▸ TRECHO SELECIONADO
#####

Um passo atrás

Há dias o mundo todo vive a ansiedade da iminência de mais uma guerra. Os olhos do planeta voltam-se para as relações de conflito entre a Rússia e a Ucrânia. No dia de hoje, borbulham informações sobre explosões e sirenes que anunciam o fracasso do diálogo, apresentando os lamentáveis números dos primeiros mortos, com certeza inocentes, vítimas de uma diplomacia superada pelo personalismo e pela incapacidade convivência harmônica entre diferentes visões de mundo e de respeito aos anseios de liberdade e dignidade. Voltamos atrás uma casa, no quesito humanidade.

Analistas fazem prognósticos em relação aos bloqueios econômicos, às consequências desastrosas de uma guerra. Obviamente, há questões externas, visíveis a olho nu para qualquer um que esteja minimamente informado sobre a situação catastrófica no Leste Europeu. Entretanto, por mais terríveis que sejam as marcas deixadas após um conflito que ceifa vidas e destrói o patrimônio cultural, subjugando centenas, milhares de pessoas, há um sofrimento invisível, impossível de computar.

Não avalio as razões de ambos os lados no que tange à compreensão de quem está com a razão. Estamos recém saindo de uma pandemia que espalhou por todo o planeta o terror, a dor e o medo. Nem bem conseguimos assimilar os desastres nas relações diplomáticas internacionais, que não conseguiram unir forças para além dos posicionamentos políticos, a fim de salvar vidas e já entramos em outra demanda, que toma nossa atenção indicando-nos uma vez mais a pobreza do homem e sua mesquinhez. A vida e o seu valor não estão, definitivamente, em primeiro lugar, infelizmente.

#####

▸ ITENS APRESENTADOS
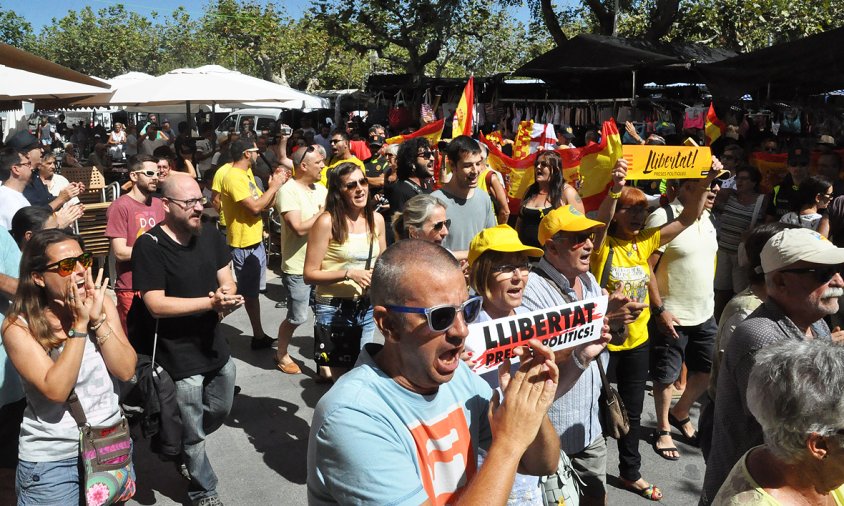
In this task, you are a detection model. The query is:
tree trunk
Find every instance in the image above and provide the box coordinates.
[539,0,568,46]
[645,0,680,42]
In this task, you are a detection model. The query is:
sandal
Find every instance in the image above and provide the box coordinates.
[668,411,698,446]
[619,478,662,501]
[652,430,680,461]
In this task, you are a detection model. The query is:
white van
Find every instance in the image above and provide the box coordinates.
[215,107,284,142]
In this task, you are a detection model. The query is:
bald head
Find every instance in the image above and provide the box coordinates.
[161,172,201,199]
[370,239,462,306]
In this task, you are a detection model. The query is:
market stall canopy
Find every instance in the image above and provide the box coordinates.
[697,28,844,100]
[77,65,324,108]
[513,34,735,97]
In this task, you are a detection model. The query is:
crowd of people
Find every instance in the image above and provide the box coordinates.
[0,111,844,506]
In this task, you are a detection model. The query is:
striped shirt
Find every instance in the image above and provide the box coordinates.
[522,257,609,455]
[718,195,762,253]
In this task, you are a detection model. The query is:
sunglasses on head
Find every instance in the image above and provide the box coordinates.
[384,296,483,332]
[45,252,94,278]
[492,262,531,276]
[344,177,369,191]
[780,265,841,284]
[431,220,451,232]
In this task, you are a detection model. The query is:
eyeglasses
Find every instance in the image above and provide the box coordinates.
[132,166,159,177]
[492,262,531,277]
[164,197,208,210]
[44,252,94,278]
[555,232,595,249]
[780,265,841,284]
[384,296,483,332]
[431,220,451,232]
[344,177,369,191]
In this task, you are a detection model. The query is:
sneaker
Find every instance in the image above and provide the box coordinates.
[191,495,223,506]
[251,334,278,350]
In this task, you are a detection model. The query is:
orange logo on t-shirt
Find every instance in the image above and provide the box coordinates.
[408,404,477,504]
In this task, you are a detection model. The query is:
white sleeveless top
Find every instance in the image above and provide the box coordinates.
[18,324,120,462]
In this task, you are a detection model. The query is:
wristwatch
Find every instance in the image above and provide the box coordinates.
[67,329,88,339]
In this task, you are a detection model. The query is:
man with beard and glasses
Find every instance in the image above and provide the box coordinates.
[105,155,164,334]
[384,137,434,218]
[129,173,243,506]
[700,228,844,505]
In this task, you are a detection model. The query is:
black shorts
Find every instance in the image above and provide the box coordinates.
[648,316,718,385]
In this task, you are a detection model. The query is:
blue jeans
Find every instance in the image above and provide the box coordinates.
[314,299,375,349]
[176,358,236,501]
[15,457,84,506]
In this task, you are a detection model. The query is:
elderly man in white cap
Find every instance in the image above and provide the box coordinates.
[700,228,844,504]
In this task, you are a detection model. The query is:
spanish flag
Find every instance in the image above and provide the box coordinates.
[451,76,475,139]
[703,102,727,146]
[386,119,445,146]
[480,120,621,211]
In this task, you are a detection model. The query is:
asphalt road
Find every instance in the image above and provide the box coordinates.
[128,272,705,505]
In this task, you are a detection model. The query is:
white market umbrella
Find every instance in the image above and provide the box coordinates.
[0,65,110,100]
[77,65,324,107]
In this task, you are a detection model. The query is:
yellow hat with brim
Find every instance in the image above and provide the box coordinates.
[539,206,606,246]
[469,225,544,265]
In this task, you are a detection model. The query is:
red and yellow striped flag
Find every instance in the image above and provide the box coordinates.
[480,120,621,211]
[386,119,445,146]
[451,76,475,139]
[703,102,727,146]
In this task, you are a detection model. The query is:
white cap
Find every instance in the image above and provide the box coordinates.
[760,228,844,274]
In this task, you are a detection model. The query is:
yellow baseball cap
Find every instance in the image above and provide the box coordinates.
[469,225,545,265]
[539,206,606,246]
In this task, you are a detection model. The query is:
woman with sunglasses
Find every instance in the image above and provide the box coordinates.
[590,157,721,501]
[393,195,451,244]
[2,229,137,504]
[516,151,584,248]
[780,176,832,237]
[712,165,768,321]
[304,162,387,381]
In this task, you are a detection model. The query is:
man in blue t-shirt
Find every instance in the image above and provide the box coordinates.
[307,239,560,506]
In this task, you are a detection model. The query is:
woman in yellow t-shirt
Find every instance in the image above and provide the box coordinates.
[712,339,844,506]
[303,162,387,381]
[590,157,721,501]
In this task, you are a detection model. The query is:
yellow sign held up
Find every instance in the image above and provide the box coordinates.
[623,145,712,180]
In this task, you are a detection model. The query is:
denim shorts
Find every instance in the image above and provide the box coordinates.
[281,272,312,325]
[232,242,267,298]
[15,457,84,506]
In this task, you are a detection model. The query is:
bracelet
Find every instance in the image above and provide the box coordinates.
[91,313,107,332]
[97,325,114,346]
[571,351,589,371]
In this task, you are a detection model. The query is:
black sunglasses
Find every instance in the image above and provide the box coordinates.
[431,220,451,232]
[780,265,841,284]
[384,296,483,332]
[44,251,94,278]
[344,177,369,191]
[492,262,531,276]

#####

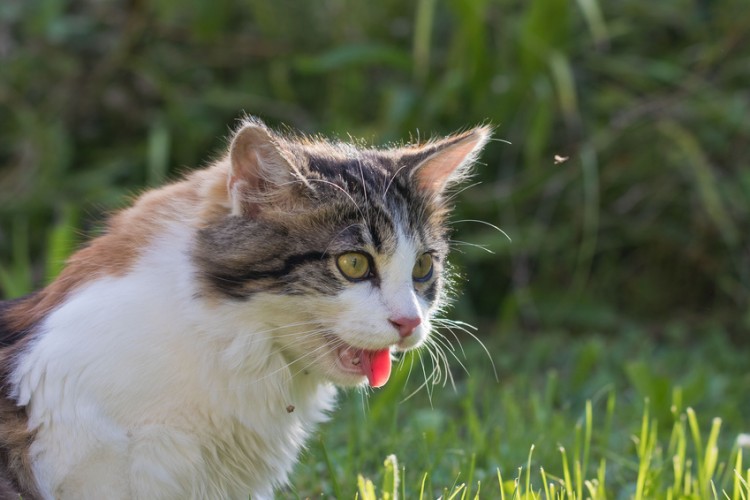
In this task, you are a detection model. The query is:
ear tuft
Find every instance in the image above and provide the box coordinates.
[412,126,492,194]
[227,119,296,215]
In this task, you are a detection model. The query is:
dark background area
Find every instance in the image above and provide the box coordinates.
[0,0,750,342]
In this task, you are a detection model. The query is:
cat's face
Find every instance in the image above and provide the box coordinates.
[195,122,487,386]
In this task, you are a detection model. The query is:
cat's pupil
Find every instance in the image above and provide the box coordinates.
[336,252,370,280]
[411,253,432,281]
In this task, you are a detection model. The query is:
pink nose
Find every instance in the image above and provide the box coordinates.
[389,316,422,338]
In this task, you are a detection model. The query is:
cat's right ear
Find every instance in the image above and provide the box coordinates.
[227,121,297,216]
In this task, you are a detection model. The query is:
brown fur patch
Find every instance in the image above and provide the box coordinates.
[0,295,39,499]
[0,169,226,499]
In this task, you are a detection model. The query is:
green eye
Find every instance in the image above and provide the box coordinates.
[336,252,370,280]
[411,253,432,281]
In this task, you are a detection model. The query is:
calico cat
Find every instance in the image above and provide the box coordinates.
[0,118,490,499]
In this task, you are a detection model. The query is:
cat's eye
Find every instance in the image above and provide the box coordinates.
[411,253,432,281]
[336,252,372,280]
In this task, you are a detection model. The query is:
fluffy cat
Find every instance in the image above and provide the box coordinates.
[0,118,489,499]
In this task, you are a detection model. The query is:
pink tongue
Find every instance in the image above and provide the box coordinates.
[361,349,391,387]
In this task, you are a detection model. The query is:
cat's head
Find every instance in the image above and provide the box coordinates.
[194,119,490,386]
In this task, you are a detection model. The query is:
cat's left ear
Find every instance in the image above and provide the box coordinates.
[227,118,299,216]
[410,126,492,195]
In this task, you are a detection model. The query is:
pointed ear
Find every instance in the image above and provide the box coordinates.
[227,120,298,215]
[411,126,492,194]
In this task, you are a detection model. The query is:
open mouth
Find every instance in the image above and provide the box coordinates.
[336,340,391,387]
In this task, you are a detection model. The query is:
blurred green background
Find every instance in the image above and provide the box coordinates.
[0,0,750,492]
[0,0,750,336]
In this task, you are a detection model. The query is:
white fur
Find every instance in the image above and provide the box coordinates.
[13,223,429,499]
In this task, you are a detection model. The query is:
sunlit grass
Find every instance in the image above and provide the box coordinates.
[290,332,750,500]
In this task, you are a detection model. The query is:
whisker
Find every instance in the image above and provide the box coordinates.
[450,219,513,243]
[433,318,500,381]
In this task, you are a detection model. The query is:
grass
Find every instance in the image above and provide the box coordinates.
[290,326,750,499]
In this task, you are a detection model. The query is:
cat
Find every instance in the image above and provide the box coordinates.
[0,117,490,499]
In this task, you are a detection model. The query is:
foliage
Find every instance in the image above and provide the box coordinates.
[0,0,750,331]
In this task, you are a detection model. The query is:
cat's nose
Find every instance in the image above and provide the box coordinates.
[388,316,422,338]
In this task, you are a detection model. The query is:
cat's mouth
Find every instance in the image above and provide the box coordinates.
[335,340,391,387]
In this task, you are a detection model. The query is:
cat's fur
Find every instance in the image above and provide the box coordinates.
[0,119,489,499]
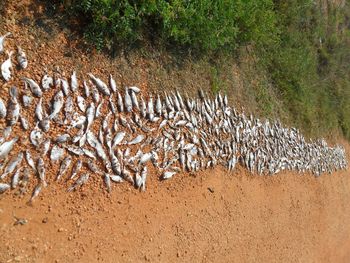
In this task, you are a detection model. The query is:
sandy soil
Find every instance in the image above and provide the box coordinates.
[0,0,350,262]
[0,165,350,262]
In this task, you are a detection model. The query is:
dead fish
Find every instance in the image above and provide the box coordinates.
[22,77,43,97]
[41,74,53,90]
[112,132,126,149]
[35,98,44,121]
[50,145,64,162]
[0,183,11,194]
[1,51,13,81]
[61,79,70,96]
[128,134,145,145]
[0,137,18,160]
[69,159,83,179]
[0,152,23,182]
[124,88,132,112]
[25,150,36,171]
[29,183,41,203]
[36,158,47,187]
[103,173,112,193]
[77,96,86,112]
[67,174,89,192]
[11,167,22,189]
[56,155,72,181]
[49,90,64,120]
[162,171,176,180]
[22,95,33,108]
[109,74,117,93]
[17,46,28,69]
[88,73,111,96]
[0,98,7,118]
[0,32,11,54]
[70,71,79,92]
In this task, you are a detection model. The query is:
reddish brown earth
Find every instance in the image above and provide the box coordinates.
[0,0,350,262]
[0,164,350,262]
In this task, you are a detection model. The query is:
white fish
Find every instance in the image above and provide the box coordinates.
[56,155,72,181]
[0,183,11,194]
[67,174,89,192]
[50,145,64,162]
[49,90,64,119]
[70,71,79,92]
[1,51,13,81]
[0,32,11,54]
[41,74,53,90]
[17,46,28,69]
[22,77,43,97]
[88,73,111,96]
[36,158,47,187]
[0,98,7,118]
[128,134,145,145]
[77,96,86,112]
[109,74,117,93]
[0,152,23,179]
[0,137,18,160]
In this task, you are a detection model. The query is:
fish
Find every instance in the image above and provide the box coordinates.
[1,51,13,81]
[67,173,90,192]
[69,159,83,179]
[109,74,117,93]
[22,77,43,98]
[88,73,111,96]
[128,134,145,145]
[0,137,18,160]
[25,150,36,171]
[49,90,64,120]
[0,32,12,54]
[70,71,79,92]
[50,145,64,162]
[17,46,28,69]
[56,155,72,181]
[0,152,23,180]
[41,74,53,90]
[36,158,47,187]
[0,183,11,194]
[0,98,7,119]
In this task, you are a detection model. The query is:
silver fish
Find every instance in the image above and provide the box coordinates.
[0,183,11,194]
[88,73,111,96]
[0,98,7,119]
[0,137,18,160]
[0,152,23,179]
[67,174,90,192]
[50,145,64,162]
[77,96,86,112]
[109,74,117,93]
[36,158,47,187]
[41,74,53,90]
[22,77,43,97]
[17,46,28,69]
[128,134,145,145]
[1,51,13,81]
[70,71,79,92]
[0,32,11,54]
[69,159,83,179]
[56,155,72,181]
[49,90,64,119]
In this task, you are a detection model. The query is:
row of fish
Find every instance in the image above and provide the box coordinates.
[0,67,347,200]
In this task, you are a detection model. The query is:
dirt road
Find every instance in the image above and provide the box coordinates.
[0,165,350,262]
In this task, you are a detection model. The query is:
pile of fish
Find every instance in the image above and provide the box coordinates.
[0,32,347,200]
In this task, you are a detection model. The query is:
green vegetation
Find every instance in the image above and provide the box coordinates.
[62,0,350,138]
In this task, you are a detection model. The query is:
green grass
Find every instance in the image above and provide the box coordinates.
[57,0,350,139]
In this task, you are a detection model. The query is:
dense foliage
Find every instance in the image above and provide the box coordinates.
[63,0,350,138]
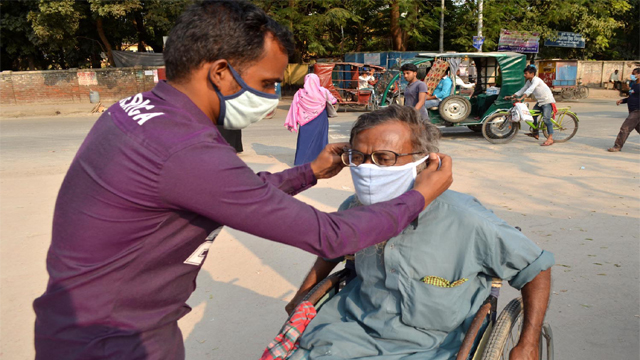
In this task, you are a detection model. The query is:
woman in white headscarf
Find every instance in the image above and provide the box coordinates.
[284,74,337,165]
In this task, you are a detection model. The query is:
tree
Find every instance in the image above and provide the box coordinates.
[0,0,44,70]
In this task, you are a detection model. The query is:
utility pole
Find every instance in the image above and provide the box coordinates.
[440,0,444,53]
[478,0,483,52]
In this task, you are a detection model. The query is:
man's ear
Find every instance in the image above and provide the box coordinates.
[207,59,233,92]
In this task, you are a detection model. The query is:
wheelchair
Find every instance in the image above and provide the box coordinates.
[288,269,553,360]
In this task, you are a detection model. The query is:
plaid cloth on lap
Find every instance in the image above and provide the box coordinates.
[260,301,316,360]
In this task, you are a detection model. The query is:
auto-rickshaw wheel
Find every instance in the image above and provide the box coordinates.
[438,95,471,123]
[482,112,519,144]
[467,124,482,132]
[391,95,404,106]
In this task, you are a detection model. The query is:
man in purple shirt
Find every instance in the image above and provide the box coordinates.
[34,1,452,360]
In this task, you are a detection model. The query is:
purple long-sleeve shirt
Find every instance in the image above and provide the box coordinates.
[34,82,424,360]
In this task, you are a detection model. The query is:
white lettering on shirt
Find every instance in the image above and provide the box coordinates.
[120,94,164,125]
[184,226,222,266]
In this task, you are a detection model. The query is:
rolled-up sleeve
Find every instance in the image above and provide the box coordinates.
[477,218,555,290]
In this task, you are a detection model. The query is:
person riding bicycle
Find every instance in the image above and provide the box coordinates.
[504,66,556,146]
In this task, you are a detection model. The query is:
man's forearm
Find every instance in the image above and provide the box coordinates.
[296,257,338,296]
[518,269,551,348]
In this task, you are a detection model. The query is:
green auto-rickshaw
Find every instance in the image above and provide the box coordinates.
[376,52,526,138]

#####

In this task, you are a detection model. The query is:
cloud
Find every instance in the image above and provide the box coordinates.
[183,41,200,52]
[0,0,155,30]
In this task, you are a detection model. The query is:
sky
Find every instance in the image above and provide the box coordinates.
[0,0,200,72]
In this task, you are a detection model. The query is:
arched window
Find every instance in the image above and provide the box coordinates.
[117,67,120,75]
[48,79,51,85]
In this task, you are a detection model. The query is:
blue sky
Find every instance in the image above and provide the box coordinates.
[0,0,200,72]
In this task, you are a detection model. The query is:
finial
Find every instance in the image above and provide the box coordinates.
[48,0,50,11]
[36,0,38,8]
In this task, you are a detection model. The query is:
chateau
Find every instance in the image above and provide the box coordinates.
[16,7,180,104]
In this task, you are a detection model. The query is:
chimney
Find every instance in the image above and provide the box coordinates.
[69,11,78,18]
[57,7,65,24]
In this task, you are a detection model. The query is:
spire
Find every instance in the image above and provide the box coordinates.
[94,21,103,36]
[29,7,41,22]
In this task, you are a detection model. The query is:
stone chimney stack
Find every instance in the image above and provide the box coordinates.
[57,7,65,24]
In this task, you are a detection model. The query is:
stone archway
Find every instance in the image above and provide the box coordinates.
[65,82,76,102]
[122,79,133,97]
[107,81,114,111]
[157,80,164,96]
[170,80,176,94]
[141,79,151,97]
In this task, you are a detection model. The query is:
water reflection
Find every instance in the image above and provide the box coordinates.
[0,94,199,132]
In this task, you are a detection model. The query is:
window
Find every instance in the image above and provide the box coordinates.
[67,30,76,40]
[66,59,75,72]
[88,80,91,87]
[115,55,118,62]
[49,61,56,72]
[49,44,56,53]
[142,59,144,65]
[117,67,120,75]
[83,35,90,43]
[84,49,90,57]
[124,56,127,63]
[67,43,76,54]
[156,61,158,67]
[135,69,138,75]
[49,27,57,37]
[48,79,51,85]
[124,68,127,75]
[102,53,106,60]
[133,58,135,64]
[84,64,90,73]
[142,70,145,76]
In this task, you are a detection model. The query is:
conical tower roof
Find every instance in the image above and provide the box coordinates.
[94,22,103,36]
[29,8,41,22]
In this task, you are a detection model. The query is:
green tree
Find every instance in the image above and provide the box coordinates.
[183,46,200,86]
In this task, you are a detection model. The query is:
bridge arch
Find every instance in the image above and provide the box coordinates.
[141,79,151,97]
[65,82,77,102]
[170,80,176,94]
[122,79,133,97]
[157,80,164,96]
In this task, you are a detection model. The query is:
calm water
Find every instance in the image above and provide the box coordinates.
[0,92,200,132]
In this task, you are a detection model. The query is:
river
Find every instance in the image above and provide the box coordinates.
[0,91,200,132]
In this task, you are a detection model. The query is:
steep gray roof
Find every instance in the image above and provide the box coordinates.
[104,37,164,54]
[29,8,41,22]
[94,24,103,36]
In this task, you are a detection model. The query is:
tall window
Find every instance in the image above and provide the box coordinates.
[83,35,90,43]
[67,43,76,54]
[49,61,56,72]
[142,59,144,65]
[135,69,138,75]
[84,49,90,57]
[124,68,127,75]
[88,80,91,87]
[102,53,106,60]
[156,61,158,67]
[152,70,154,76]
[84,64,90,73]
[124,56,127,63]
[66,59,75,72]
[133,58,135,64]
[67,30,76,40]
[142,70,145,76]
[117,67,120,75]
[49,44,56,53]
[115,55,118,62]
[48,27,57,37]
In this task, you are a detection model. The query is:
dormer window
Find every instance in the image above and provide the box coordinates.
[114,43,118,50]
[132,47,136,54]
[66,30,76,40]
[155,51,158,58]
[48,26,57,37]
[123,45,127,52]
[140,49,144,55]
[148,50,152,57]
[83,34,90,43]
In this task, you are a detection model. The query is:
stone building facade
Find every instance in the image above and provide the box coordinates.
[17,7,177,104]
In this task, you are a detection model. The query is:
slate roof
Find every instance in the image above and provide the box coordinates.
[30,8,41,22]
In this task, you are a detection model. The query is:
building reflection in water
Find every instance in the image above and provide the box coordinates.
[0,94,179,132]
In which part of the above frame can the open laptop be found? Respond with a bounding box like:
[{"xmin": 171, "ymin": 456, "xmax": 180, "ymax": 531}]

#####

▸ TAREFAS A REALIZAR
(a) Reproduza do trecho selecionado tudo o que vai de "Analistas fazem prognósticos" até "impossível de computar.".
(b) Indique se cada afirmação concorda com o trecho selecionado, respondendo sim ou não e citando literalmente as palavras do trecho que decidem a resposta: (i) o trecho julga qual dos dois lados tem razão no conflito; (ii) o trecho menciona uma pandemia recente; (iii) o trecho descreve os primeiros mortos como inocentes.
Os itens não têm relação com esta atividade.

▸ RESULTADOS ESPERADOS
(a)
Analistas fazem prognósticos em relação aos bloqueios econômicos, às consequências desastrosas de uma guerra. Obviamente, há questões externas, visíveis a olho nu para qualquer um que esteja minimamente informado sobre a situação catastrófica no Leste Europeu. Entretanto, por mais terríveis que sejam as marcas deixadas após um conflito que ceifa vidas e destrói o patrimônio cultural, subjugando centenas, milhares de pessoas, há um sofrimento invisível, impossível de computar.

(b)
(i) Não: "Não avalio as razões de ambos os lados no que tange à compreensão de quem está com a razão."
(ii) Sim: "Estamos recém saindo de uma pandemia que espalhou por todo o planeta o terror, a dor e o medo."
(iii) Sim: "com certeza inocentes"